◆ **TEXT**
┄┄┄┄┄┄┄┄┄┄

Over 80s Over-Treated for Stroke Prevention

People in their 80s are often prescribed drugs to ward off a stroke when the risk of a stroke is not that high and the drugs have other side effects, according to research doneby Dr. Kit Byatt of the Department of Geriatric Medicine at The County Hospital in Hereford, UK and published online in the journal Evidence Based Medicine. Byatt maintains that people in this age group are being "over-treated" and that doctors need to rethink their priorities and beliefs about stroke prevention.  

Most notably, research has shown that for octogenarians, high blood pressure is not a key contributory risk factor for stroke and that high cholesterol has little effect on stroke risk overall.

Dr. Byatt points out that the largest trials of antihypertensive therapy and statins for people in this age group have shown only a marginal reduction in stroke and very modest reductions in other cardiovascular events. Also, he says that older patients have diverse views on the relative importance of stroke and death as end points, which differ from clinicians' beliefs.

┄┄┄┄┄┄┄┄┄┄

◆ **Stored data entries**
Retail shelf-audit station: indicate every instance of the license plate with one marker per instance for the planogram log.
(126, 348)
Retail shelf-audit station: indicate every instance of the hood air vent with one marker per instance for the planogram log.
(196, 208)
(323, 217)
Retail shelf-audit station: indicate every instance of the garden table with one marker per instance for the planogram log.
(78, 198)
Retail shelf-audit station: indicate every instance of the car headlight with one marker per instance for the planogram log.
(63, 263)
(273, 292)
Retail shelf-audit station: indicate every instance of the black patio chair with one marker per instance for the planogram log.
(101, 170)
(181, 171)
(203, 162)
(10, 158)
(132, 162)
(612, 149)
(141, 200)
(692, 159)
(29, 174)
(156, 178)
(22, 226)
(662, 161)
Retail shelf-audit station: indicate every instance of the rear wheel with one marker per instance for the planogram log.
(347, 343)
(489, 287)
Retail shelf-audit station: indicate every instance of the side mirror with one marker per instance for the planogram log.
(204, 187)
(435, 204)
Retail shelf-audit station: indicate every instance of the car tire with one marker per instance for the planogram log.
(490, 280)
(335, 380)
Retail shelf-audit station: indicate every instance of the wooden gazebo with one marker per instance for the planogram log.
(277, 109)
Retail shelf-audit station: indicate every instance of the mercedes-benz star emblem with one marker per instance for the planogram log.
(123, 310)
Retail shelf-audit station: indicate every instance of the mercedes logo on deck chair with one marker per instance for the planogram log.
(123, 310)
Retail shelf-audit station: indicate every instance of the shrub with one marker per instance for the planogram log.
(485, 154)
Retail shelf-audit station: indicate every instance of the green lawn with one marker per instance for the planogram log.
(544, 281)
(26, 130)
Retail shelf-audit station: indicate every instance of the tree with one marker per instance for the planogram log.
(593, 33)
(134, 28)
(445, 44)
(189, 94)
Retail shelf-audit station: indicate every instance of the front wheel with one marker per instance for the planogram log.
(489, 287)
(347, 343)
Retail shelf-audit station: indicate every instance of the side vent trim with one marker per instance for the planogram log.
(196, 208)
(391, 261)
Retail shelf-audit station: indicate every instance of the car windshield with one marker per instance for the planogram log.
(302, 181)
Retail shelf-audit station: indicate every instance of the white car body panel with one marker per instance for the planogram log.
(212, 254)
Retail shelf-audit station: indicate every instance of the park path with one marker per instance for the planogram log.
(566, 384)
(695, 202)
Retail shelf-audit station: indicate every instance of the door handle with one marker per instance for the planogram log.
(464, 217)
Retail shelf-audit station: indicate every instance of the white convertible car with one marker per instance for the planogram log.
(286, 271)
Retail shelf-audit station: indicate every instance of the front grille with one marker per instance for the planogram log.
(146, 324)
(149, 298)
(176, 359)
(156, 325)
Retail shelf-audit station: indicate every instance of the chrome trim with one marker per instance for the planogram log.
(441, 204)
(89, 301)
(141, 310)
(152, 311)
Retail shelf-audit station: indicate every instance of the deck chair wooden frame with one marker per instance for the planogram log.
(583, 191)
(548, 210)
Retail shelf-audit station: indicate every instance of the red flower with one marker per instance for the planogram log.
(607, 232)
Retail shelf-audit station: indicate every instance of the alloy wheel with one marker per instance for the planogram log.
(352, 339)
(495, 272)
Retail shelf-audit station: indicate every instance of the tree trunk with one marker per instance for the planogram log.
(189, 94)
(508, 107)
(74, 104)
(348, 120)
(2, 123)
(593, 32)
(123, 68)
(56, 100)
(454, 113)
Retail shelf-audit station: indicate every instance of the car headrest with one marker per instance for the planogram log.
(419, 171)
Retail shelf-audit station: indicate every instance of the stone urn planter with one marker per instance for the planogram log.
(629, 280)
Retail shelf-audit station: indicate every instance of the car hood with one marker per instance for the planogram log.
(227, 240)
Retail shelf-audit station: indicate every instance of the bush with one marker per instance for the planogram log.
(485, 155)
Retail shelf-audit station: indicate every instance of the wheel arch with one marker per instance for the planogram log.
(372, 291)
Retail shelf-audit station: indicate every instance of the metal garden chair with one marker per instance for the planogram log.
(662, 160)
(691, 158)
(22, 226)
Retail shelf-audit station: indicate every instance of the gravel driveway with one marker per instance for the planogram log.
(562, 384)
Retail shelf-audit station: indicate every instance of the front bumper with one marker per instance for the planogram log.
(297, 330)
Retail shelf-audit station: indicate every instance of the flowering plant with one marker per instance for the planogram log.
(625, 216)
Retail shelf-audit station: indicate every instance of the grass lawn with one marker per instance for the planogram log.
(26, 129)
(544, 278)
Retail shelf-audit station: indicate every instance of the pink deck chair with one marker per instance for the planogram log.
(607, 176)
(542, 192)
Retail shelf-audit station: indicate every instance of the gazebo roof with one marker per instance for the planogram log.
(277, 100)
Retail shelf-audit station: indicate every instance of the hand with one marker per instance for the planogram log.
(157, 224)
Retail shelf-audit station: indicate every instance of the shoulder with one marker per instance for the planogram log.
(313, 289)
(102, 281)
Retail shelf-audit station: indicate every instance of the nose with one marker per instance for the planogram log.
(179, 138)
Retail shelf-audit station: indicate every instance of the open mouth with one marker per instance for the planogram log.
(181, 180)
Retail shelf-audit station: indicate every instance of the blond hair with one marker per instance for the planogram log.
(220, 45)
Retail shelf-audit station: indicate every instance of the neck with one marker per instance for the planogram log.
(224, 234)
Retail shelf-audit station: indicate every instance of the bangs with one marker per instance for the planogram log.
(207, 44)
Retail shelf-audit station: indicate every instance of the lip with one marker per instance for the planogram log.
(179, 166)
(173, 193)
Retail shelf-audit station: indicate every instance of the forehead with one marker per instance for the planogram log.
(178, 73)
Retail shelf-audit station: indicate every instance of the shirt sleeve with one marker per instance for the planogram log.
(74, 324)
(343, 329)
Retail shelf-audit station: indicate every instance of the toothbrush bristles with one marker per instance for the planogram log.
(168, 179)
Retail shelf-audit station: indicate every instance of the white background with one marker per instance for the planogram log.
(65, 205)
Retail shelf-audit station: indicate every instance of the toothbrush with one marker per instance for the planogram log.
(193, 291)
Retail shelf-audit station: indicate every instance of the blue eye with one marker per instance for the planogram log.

┄┄┄┄┄┄┄┄┄┄

◆ **YOUR TASK**
Answer these questions using the article on stroke prevention in people over 80.
(a) In which journal was Dr. Kit Byatt's research published online?
(b) How much effect does high cholesterol have on overall stroke risk for octogenarians?
(c) What reduction in stroke did the largest trials of antihypertensive therapy and statins show for this age group?

◆ **ANSWER TO THE EXERCISE**
(a) Evidence Based Medicine.
(b) Little effect.
(c) Only a marginal reduction.